Text for analysis:
A delivery driver today told an inquest how he caused Britain’s worst-ever water poisoning outbreak by dumping 20 tonnes of chemical in the wrong tank.
Relief driver John Stephens (pictured, above) was instructed to deliver a consignment of aluminium sulphate to the Camelford water treatment works in Cornwall on July 6, 1988.
He arrived to find the depot unmanned but let himself in with a key and spent 20 minutes looking for the correct tank to deposit his load.
But when no one from South West Water turned up to assist him he opened the manhole cover for what he thought was the liquid aluminium tank.
He emptied the aluminium sulphate but did not realise he had made a mistake until four days later.
The error turned local drinking water into a toxic soup affected 20,000 people and caused vomiting, burns and even brain damage.
Yesterday Mr Stephens re-lived his fateful actions at the inquest of Carole Cross, 58, who lived in Camelford at the time of the poisoning and died 16 years later in February 2004.
The opening of her inquest in 2005 heard she had a neurological disease ”usually associated with Alzheimer’s” which could have been caused by an an ”abnormally high” level of aluminium in her brain.

Records:
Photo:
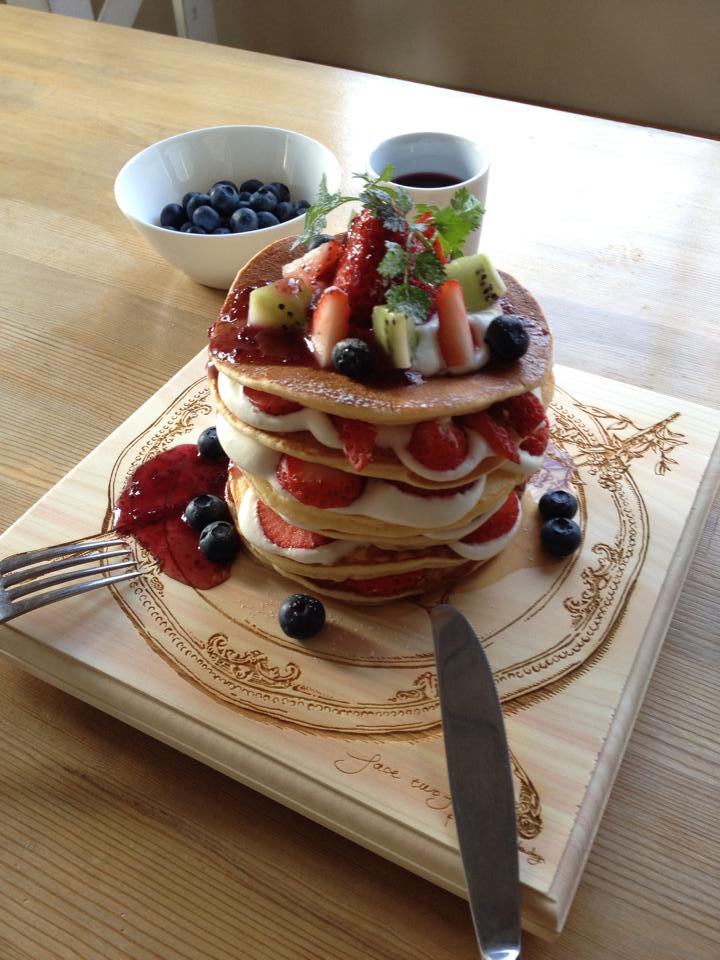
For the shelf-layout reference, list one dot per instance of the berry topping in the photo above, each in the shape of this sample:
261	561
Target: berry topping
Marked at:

...

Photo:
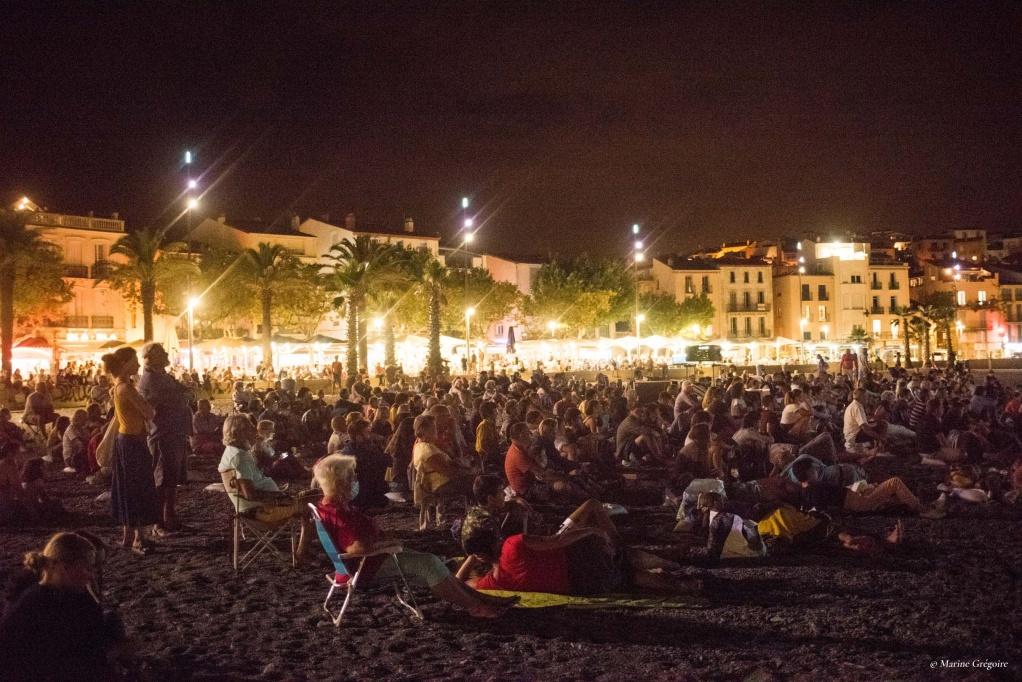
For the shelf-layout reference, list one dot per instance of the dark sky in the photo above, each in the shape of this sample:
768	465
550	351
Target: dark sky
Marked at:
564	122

Task description: Summarize the article on the Camelford water poisoning in two sentences. The lines above come from a different source than the article.

Reply to the exercise: At an inquest, relief driver John Stephens described how on July 6, 1988, he found the Camelford water treatment works in Cornwall unmanned, let himself in, and emptied 20 tonnes of aluminum sulfate into the wrong tank, not realizing his mistake until four days later. The error turned local drinking water toxic and affected 20,000 people, and Stephens testified at the inquest of Carole Cross, a Camelford resident who died in February 2004 with a neurological disease that could have been caused by an abnormally high level of aluminum in her brain.